— Work required —
When you reach the line containing "task | drop a pin on each instance of the clustered" in the data below, reproduce it and every line that follows, exactly and without additions.

Natural language region descriptions
—————
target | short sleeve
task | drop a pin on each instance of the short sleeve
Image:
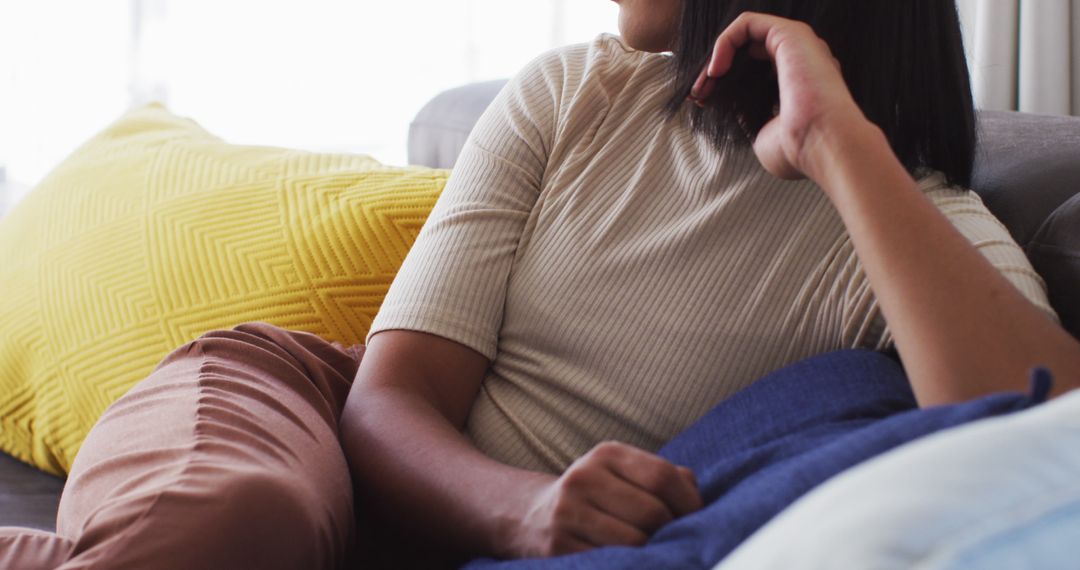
(964, 208)
(454, 280)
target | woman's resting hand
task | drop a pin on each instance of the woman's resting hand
(616, 494)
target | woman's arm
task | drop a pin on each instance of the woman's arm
(961, 328)
(401, 432)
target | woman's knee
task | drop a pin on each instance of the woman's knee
(261, 519)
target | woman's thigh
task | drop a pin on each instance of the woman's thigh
(226, 456)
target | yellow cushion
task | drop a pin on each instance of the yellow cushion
(154, 232)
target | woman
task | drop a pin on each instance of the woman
(606, 265)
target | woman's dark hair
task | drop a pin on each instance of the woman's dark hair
(902, 59)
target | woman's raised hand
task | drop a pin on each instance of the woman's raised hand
(615, 494)
(813, 96)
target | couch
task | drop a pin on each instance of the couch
(1027, 172)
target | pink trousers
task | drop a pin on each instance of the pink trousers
(227, 456)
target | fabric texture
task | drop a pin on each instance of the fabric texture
(758, 451)
(1055, 254)
(1026, 167)
(154, 232)
(1024, 54)
(226, 457)
(581, 229)
(28, 497)
(996, 494)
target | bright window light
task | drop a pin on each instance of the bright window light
(322, 75)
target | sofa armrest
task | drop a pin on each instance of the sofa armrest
(439, 132)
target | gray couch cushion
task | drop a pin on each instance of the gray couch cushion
(28, 498)
(1055, 254)
(439, 132)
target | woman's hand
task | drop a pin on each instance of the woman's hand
(616, 494)
(813, 97)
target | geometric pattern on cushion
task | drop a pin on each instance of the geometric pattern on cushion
(154, 232)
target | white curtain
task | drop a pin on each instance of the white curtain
(1024, 54)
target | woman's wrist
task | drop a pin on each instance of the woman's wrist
(833, 147)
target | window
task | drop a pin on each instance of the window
(323, 75)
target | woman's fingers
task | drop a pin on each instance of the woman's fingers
(674, 486)
(597, 528)
(751, 30)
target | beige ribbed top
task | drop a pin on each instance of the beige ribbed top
(621, 274)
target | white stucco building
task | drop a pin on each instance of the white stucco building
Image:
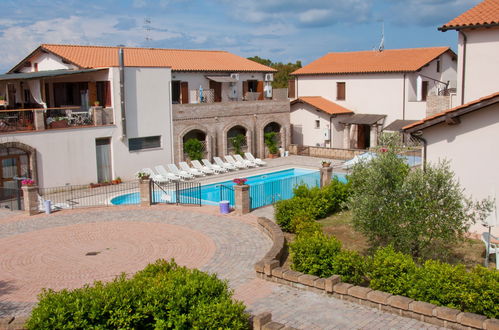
(467, 135)
(52, 130)
(377, 88)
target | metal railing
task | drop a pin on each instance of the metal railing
(16, 120)
(185, 193)
(11, 198)
(81, 196)
(266, 193)
(227, 194)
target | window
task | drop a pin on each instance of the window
(144, 143)
(340, 91)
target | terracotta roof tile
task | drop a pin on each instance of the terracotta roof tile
(392, 60)
(455, 109)
(178, 60)
(323, 104)
(485, 13)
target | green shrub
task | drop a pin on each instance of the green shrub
(314, 254)
(162, 296)
(391, 271)
(194, 149)
(351, 266)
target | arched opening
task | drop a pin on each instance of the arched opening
(237, 140)
(272, 138)
(194, 144)
(15, 166)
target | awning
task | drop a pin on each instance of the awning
(222, 78)
(362, 119)
(397, 125)
(43, 74)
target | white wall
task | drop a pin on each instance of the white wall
(482, 63)
(471, 147)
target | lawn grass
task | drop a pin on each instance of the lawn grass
(471, 252)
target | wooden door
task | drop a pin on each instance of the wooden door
(184, 90)
(217, 88)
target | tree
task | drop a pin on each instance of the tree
(419, 212)
(282, 76)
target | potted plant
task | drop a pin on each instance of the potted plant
(270, 142)
(240, 181)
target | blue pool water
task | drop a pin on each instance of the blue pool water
(265, 189)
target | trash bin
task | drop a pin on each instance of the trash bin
(48, 206)
(224, 207)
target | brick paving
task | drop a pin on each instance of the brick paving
(50, 251)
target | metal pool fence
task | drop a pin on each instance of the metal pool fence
(267, 193)
(185, 193)
(79, 196)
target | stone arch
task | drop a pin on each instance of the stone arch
(249, 136)
(30, 152)
(187, 130)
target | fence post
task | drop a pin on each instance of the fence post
(326, 175)
(145, 192)
(241, 194)
(30, 194)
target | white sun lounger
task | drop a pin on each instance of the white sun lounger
(251, 158)
(163, 172)
(188, 169)
(232, 161)
(221, 163)
(214, 167)
(205, 169)
(183, 174)
(244, 161)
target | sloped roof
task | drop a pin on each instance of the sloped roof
(392, 60)
(323, 104)
(485, 13)
(454, 112)
(177, 59)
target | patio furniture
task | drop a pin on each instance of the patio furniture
(252, 158)
(183, 174)
(205, 169)
(245, 161)
(223, 164)
(215, 167)
(491, 248)
(188, 169)
(162, 170)
(232, 161)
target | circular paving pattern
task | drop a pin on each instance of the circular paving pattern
(71, 256)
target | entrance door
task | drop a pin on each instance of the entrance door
(217, 87)
(104, 167)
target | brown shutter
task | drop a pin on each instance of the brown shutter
(424, 90)
(340, 91)
(184, 90)
(291, 88)
(259, 89)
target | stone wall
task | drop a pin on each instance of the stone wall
(269, 268)
(216, 119)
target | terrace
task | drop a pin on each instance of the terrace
(54, 99)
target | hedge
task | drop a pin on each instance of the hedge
(161, 296)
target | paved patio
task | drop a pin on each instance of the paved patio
(74, 247)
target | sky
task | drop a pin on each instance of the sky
(280, 30)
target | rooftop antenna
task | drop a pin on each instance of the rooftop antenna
(381, 46)
(147, 26)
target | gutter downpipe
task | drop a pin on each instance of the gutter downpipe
(465, 41)
(121, 58)
(418, 136)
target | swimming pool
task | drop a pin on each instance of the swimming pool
(265, 189)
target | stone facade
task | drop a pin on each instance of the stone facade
(216, 119)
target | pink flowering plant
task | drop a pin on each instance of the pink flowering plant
(28, 182)
(240, 181)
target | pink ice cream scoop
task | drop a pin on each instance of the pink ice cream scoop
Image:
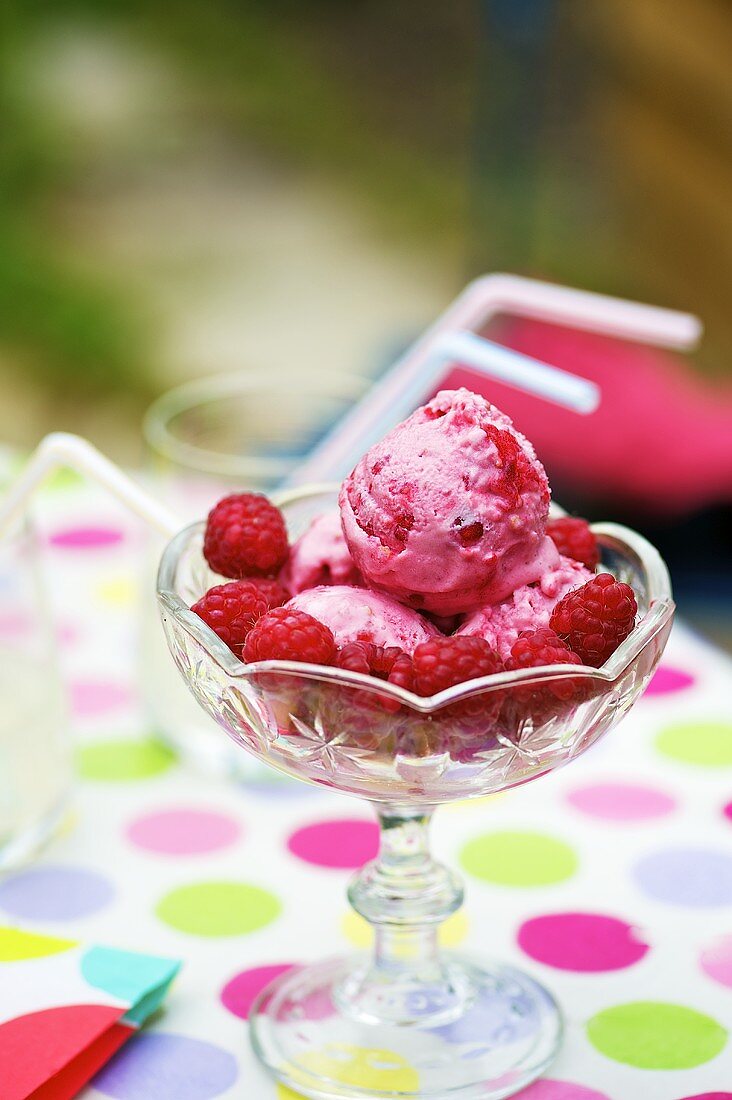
(361, 615)
(448, 512)
(530, 606)
(320, 556)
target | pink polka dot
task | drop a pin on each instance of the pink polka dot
(67, 634)
(183, 832)
(667, 680)
(717, 960)
(346, 843)
(583, 942)
(86, 538)
(709, 1096)
(621, 802)
(91, 697)
(14, 625)
(242, 990)
(559, 1090)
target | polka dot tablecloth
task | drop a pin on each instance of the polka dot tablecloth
(611, 880)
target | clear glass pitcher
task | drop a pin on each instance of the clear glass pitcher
(35, 756)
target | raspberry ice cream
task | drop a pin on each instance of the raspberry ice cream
(320, 556)
(360, 615)
(528, 608)
(448, 512)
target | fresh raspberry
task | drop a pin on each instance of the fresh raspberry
(231, 611)
(594, 618)
(246, 536)
(402, 672)
(534, 649)
(272, 591)
(574, 538)
(353, 658)
(384, 662)
(285, 634)
(443, 662)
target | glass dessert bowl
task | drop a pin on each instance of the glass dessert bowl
(408, 1020)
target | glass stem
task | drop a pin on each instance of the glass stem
(405, 894)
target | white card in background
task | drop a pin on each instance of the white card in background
(454, 339)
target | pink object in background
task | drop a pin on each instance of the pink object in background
(661, 439)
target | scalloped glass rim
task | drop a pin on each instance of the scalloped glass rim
(656, 601)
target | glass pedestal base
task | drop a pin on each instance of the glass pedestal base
(343, 1029)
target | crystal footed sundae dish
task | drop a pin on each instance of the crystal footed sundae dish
(430, 630)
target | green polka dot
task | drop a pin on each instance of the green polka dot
(655, 1035)
(28, 945)
(519, 859)
(62, 480)
(123, 759)
(218, 909)
(708, 744)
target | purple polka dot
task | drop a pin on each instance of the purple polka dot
(585, 942)
(697, 878)
(716, 960)
(242, 990)
(346, 843)
(91, 697)
(667, 680)
(621, 802)
(183, 832)
(167, 1067)
(558, 1090)
(55, 893)
(86, 538)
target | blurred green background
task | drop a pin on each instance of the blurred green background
(201, 187)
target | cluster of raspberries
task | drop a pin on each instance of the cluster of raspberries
(247, 540)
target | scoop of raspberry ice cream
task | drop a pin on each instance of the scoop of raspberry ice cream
(360, 615)
(448, 512)
(320, 556)
(528, 608)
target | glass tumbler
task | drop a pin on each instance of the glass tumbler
(204, 439)
(35, 758)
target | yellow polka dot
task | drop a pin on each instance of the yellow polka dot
(30, 945)
(360, 933)
(482, 803)
(364, 1068)
(117, 592)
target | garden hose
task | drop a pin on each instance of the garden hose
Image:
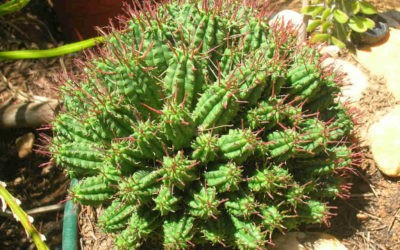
(69, 234)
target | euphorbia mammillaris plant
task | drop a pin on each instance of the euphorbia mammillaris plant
(203, 126)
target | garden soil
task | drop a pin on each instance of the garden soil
(368, 219)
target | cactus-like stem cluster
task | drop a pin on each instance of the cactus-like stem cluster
(202, 125)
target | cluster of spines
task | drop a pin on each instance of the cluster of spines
(201, 127)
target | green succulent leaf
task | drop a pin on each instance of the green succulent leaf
(327, 12)
(355, 7)
(361, 24)
(340, 16)
(313, 10)
(201, 126)
(320, 37)
(367, 8)
(337, 42)
(313, 25)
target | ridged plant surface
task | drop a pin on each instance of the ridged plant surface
(199, 125)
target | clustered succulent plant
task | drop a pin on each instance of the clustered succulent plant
(201, 125)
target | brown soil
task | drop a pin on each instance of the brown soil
(369, 219)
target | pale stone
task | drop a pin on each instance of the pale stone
(383, 59)
(384, 139)
(354, 80)
(307, 241)
(24, 145)
(289, 18)
(330, 50)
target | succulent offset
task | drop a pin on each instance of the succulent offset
(200, 125)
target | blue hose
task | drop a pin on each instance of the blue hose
(70, 221)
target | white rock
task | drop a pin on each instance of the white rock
(384, 139)
(288, 18)
(24, 145)
(308, 241)
(330, 50)
(354, 81)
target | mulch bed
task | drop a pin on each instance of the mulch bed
(369, 219)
—————
— Output for this task —
task | drop a pin on each instance of the clustered succulent plant
(201, 125)
target | brown soil
task | drop a pin on each instance of the brown soil
(369, 219)
target | pale stone
task | drop a pin on each instance of the pale stone
(383, 59)
(384, 139)
(354, 80)
(307, 241)
(24, 145)
(289, 18)
(330, 50)
target | succulent offset
task | drop a pin on each instance of the succulent offset
(200, 125)
target | blue hose
task | drop a pin on each instance of the blue hose
(70, 221)
target | white rock
task | drop a pin on each instance of the white rock
(384, 139)
(288, 18)
(24, 145)
(308, 241)
(330, 50)
(354, 81)
target | mulch bed
task | drop a pin on each instance of the mulch bed
(369, 219)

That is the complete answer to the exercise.